▶ AIM: Recast the rows from the one containing "Can you see the concrete" through the last row as a Markdown table with the columns Number and Line, giving each line its own number and skipping blank lines.

▶ MATERIAL SUPPLIED:
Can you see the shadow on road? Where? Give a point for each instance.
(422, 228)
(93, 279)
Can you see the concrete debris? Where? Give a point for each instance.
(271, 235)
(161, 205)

▶ OUTPUT OF THE TASK:
| Number | Line |
|---|---|
| 1 | Can you see the concrete debris? Where? Give a point for each instance. |
| 2 | (271, 235) |
| 3 | (161, 205) |